Task to complete:
Below are several records. Retype exactly those lines running from the one with "Each <instance> block asks" through the one with "box: [642, 426, 845, 679]", end lines included, and no others.

Source material:
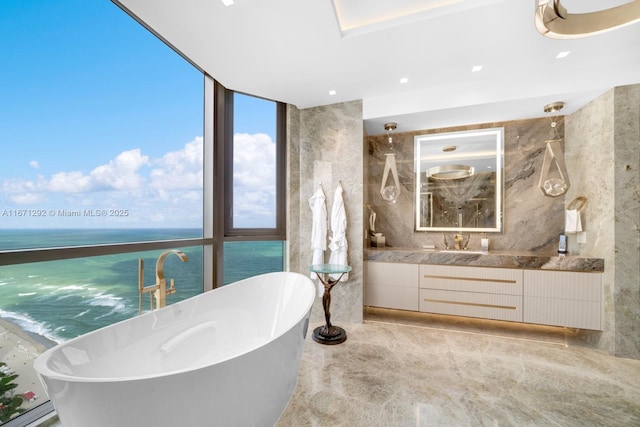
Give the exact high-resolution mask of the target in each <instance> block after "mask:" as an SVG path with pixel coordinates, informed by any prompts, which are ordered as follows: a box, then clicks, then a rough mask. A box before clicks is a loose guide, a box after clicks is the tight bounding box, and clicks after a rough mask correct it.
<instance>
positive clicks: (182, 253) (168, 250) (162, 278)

* * *

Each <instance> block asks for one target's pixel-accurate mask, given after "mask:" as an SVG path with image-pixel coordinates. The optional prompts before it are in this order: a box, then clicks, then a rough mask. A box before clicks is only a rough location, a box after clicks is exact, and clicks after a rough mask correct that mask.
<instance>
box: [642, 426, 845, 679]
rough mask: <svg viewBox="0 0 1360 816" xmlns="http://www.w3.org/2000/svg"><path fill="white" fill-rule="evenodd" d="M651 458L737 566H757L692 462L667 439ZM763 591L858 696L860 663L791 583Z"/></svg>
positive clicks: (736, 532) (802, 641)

Problem solution:
Each <instance> block asks for one target's pixel-accurate mask, given after "mask:" as an SVG path with image-pixel coordinates. The optional prompts before it are in this order: a box, then clicks, then a rough mask. A box before clicks is only a rough location, a box after clicks is exact, and clicks after a rough mask correct that mask.
<instance>
box: [642, 426, 845, 679]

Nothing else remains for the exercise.